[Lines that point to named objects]
begin
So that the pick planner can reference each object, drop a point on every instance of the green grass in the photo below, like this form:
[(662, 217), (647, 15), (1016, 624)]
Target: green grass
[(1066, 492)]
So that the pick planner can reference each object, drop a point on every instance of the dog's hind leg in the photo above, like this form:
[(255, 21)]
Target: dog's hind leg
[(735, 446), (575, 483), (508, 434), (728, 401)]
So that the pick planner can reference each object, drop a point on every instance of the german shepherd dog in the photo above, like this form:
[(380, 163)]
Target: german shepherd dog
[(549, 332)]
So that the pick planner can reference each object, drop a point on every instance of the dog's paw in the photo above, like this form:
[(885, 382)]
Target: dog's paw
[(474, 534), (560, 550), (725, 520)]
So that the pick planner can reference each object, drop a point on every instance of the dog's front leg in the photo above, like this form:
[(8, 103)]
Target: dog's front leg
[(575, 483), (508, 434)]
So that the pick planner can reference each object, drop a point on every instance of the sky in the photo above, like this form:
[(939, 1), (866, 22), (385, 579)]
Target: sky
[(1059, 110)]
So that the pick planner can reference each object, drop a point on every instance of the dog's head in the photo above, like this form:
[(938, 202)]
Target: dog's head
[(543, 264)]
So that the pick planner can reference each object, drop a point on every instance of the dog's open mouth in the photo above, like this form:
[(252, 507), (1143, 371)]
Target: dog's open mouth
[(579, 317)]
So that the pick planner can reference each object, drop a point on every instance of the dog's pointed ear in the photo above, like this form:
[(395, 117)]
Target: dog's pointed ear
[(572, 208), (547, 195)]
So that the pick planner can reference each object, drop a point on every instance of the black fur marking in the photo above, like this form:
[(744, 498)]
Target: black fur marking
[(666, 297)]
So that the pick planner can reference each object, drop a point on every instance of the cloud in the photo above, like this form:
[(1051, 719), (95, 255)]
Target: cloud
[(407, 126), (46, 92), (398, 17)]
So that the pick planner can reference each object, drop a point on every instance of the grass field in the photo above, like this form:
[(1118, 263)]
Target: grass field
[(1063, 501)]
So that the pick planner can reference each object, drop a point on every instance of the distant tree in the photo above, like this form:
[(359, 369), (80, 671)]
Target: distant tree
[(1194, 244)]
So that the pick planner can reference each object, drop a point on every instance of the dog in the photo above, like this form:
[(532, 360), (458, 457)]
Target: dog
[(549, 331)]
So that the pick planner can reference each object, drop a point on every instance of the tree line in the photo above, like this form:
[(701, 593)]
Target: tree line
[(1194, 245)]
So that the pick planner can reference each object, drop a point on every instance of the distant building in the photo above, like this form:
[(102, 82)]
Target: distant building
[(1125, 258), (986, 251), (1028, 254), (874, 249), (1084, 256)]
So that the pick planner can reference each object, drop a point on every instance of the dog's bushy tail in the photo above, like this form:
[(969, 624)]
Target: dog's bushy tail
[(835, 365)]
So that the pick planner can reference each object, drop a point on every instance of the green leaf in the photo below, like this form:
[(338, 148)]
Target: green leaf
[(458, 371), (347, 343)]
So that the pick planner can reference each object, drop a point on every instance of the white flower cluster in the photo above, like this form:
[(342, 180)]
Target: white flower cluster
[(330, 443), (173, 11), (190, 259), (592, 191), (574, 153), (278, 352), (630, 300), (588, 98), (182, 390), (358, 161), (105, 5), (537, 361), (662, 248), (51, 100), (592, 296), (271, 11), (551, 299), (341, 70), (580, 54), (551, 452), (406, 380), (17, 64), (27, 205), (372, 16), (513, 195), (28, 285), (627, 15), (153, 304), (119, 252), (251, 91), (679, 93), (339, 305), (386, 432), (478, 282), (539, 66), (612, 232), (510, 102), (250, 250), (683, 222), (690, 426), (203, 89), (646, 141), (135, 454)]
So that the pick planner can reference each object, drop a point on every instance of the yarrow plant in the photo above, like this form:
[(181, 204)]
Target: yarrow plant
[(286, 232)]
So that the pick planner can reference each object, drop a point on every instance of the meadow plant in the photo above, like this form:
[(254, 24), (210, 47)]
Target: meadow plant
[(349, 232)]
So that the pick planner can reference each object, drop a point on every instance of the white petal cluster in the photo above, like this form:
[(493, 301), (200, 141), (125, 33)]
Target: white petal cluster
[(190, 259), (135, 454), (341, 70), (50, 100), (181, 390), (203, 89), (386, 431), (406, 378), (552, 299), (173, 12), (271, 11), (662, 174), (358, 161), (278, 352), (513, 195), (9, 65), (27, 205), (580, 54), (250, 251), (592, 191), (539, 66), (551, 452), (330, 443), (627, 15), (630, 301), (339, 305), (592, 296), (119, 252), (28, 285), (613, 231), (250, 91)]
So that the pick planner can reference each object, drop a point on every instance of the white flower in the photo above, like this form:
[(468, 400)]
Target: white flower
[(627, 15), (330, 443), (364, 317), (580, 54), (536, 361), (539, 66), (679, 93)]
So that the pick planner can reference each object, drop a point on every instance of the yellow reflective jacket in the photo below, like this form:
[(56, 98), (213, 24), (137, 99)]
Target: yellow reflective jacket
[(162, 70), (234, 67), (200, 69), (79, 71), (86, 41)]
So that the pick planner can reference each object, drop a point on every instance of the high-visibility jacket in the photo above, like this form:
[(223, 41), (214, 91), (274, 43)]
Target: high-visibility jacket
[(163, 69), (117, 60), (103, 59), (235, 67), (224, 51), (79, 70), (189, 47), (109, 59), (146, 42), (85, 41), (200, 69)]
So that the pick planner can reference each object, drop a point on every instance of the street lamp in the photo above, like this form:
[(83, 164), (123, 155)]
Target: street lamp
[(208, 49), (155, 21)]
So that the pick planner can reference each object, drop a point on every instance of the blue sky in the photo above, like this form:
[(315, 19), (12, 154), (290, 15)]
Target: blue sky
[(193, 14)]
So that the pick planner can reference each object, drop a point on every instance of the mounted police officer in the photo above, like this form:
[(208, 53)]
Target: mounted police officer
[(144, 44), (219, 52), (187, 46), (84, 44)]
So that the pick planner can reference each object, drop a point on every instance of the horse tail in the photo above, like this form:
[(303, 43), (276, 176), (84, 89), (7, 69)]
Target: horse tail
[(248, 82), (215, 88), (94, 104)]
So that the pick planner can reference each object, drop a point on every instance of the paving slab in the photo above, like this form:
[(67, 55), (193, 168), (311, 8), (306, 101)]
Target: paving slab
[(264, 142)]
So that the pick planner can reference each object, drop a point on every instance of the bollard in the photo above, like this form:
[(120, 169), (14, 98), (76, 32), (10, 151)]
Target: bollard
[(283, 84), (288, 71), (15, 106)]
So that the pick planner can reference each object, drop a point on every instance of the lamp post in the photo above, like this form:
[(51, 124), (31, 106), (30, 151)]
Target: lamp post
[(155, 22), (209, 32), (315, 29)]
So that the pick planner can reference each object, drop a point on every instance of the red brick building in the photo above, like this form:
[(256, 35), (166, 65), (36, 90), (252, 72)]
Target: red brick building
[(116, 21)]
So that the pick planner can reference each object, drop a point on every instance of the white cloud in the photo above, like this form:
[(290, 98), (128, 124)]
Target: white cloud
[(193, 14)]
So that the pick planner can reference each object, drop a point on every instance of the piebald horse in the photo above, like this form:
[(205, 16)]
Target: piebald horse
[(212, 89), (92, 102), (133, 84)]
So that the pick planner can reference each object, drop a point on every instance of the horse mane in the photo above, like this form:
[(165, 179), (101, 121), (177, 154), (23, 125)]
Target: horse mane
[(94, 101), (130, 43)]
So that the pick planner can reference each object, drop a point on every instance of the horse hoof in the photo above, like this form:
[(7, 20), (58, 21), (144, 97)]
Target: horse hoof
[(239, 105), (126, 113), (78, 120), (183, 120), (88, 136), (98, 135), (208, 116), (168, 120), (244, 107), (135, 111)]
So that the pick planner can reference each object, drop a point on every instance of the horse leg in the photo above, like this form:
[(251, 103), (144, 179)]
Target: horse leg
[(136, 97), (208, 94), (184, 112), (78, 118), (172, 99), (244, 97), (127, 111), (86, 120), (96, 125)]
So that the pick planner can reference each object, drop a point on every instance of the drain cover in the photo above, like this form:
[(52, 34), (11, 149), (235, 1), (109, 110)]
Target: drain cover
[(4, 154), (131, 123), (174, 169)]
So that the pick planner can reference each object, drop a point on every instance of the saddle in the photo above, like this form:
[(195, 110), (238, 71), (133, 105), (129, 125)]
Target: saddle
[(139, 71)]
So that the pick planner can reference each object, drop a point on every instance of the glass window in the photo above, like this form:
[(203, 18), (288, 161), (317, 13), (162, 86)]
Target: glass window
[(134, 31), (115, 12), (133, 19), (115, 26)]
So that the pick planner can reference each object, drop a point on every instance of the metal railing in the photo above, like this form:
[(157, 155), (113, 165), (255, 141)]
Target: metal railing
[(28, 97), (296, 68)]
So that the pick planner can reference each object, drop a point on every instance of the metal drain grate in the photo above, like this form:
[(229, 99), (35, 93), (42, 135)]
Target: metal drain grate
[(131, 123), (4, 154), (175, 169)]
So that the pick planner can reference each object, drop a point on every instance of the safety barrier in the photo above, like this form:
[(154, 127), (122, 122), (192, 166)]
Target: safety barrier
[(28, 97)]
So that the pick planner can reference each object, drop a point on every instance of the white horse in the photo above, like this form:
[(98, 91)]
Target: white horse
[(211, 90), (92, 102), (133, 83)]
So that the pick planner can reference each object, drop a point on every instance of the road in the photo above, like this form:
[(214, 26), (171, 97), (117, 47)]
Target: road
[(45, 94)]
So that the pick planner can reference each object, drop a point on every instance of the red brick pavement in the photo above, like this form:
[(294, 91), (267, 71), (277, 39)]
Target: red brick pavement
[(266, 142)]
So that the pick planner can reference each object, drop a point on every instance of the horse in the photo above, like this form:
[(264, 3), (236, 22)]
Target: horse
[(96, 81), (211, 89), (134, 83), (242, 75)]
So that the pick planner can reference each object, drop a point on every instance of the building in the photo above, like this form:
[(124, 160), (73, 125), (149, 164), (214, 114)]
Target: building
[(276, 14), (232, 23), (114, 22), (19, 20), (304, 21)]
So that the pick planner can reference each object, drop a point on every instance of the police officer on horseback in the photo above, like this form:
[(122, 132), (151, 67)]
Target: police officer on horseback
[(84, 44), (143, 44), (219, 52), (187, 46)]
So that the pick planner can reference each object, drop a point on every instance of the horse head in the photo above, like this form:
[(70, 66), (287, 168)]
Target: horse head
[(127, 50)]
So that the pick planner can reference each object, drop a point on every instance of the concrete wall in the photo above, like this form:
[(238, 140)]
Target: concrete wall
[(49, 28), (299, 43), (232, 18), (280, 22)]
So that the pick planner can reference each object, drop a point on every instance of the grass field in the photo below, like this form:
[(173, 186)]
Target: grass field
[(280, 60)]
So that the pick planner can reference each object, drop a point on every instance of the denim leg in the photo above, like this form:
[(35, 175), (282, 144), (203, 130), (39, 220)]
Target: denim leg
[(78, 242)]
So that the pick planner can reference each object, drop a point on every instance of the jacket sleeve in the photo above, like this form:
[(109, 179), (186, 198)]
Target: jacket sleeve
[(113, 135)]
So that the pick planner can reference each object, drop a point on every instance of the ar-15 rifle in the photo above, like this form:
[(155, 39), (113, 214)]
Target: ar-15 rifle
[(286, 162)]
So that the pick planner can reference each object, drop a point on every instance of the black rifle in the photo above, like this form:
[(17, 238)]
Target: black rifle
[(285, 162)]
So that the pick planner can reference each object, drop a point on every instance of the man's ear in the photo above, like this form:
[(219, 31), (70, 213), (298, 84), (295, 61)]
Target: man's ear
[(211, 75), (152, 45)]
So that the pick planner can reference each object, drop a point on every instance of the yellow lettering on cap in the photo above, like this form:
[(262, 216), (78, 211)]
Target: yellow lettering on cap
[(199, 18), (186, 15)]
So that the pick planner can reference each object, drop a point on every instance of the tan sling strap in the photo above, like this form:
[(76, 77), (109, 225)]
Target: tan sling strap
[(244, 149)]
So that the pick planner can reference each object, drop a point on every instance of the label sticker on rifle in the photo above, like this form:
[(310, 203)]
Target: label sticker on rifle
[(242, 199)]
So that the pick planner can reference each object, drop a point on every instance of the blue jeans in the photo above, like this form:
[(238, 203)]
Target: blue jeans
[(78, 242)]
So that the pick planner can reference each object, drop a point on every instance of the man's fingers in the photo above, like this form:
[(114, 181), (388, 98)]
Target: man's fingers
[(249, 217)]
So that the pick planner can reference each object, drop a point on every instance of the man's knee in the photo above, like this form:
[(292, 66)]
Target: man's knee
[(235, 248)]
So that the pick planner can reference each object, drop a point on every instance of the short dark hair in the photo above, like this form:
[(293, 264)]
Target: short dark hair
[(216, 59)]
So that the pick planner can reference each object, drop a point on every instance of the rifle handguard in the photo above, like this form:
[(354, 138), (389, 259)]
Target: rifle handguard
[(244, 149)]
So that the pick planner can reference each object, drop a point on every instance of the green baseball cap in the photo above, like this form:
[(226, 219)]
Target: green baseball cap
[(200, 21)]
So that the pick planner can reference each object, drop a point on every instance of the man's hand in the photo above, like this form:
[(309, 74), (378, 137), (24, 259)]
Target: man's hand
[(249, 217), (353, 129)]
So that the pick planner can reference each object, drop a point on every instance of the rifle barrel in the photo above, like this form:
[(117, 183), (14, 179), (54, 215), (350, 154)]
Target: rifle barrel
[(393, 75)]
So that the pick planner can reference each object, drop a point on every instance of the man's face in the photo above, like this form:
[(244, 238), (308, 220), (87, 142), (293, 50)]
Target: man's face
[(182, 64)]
end
Rewrite the part above that opens with the line containing "of the lamp" and closes with the line containing "[(94, 101), (130, 43)]", swapping "pick planner" for "grasp planner" and leaving everything else unchanged.

So that the grasp planner can reference each object, drop a point on every instance of the lamp post in the photo above, like this form:
[(51, 124), (31, 106), (30, 151)]
Target: lamp post
[(155, 22), (209, 32), (315, 29)]
So that the grasp planner can reference each object, drop a point on every instance of the red brick building in the photo above, like this form:
[(256, 35), (166, 65), (36, 90), (252, 72)]
Target: red brick building
[(116, 21)]
So that the grasp planner can reference each object, drop a point on every instance of the white cloud in the photo above, like this form:
[(290, 98), (128, 124)]
Target: white cloud
[(193, 14)]
So that the grasp planner can reference each object, drop a point on every instance of the piebald horse in the photo above, like this form:
[(205, 16)]
Target: piebald horse
[(212, 89), (92, 102), (133, 84)]
So that the grasp planner can reference each object, drop a point on every instance of the horse mane in the photo above, like this form:
[(165, 179), (101, 121), (177, 154), (23, 125)]
Target: horse mane
[(94, 101), (130, 43)]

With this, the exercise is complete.